Go through the material underneath and show every line where the string "brick" occurs.
_ _ _ _ _
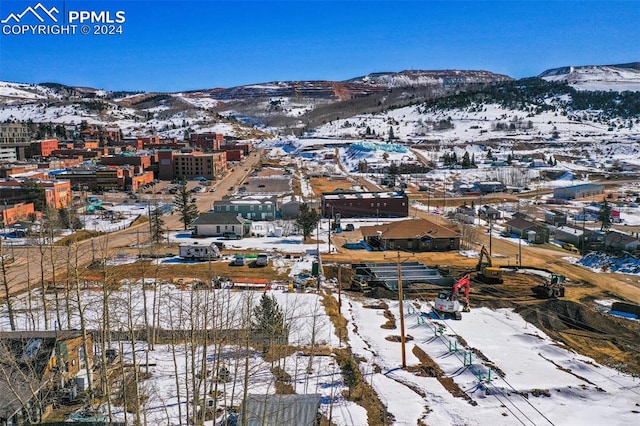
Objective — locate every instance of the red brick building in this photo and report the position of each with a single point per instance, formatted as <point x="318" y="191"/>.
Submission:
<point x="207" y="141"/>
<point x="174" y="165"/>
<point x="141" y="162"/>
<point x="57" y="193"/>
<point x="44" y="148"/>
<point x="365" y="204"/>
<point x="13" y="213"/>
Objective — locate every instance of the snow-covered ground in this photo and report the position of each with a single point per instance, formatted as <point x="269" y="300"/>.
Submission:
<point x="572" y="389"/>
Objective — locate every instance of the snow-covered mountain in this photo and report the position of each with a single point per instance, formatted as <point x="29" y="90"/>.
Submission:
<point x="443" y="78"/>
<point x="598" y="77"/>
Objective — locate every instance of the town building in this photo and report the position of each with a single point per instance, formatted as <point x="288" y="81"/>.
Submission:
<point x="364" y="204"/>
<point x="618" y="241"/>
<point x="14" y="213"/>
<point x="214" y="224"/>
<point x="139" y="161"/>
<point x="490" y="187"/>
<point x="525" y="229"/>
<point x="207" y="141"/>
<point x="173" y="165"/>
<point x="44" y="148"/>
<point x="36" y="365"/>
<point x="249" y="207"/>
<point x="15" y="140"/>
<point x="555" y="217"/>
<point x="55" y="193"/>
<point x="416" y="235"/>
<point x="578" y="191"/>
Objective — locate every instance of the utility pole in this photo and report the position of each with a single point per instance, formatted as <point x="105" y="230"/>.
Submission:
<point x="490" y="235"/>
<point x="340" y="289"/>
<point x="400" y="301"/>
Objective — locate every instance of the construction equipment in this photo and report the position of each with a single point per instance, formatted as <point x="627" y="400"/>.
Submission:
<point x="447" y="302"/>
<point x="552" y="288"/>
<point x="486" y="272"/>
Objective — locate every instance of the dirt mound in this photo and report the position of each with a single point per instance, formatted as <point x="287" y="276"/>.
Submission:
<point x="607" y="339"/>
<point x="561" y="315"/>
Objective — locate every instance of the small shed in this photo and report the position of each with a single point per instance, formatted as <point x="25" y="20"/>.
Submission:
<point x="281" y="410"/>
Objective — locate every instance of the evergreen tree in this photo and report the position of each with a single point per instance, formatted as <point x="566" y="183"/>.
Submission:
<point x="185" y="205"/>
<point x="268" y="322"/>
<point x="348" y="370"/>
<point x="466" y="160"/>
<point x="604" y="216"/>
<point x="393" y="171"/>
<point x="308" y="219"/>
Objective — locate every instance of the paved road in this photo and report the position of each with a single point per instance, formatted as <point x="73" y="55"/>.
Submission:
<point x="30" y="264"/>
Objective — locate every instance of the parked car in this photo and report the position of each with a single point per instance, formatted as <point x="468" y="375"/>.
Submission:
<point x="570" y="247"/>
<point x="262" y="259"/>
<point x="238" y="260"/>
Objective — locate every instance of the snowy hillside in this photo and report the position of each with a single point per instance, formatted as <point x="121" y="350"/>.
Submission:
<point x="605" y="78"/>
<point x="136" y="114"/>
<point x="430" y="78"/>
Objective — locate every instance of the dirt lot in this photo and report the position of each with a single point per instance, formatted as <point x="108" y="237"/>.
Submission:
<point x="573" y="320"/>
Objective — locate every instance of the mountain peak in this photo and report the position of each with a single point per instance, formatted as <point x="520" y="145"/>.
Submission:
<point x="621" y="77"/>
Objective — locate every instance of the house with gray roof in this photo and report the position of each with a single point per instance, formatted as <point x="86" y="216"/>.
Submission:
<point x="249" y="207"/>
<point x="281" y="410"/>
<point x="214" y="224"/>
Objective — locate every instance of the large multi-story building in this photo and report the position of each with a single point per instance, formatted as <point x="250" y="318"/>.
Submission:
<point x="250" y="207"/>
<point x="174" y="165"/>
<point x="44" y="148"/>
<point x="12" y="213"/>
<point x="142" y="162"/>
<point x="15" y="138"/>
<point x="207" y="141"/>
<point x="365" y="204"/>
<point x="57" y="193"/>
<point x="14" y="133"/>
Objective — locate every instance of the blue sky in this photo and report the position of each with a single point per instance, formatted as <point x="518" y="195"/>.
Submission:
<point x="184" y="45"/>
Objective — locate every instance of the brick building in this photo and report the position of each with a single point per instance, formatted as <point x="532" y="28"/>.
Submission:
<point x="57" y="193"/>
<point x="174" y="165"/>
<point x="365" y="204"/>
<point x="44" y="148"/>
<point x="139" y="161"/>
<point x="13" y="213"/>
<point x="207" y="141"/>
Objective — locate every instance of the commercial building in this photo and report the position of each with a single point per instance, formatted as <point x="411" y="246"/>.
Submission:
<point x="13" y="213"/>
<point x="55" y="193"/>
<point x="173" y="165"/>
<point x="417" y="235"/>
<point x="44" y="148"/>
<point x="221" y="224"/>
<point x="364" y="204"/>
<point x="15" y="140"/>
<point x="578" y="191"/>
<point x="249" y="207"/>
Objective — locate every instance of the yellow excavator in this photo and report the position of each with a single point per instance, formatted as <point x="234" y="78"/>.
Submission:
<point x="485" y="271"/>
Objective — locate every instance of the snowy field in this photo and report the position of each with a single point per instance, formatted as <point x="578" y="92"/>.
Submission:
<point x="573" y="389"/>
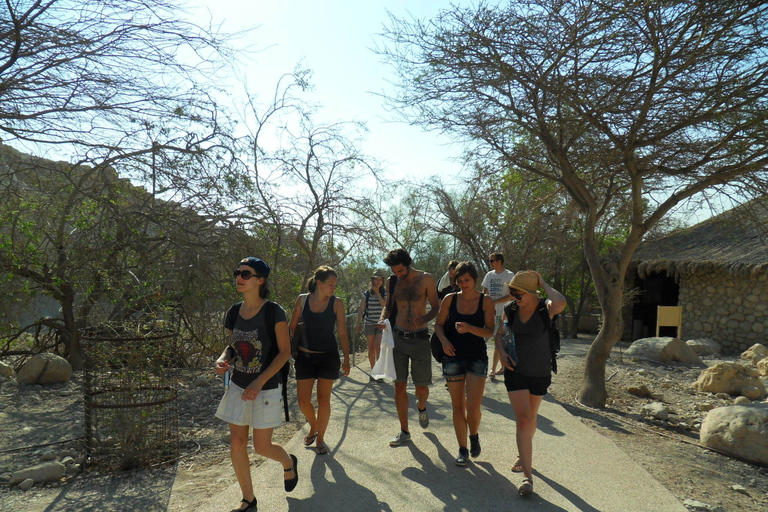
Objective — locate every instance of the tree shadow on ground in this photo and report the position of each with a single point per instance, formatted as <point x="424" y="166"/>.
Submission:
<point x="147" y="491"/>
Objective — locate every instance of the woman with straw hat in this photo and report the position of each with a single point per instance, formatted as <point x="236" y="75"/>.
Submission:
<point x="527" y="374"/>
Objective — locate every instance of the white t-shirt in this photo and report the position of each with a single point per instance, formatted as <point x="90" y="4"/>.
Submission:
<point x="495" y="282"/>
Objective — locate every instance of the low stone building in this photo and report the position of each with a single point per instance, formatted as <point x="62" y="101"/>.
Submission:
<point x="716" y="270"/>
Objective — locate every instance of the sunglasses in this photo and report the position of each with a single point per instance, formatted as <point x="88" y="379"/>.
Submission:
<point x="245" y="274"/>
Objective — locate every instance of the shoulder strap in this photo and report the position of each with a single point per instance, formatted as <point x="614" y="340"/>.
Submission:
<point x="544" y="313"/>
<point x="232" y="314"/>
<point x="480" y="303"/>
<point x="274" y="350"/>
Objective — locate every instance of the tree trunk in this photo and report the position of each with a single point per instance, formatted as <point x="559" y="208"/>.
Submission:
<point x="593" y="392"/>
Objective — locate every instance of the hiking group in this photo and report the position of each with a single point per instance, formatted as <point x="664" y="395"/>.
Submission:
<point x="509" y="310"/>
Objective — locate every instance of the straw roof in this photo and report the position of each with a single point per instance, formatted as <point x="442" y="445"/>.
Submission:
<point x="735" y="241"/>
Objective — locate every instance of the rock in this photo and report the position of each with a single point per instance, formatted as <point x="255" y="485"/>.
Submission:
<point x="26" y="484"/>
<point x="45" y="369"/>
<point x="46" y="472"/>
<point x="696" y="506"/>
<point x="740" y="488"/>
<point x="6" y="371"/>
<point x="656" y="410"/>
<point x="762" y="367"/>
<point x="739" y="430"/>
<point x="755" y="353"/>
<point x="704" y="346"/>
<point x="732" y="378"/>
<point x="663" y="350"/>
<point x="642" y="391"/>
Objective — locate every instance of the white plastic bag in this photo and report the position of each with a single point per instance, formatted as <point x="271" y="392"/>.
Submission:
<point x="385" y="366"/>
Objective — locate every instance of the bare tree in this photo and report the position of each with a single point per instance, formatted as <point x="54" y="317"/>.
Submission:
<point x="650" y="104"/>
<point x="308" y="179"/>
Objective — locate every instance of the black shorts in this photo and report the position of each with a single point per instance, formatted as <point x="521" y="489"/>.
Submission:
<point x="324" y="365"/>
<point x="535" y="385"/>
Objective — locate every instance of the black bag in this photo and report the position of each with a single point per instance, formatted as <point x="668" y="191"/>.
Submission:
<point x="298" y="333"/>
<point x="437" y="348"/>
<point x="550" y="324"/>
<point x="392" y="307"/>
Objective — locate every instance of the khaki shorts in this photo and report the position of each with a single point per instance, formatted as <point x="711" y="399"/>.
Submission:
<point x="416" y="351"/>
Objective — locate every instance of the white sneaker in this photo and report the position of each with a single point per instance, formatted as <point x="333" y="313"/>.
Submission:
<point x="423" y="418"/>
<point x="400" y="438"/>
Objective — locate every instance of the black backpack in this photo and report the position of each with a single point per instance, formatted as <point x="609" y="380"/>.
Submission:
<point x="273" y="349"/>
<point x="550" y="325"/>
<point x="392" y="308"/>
_ _ _ _ _
*EXERCISE RESULT*:
Objective — locate every instance of the red brick building in this photo and report the position of each with a single point per instance, formatted as <point x="318" y="191"/>.
Objective — locate every instance of the brick building in this photo and report the position of each with a single point per instance, formatted as <point x="532" y="28"/>.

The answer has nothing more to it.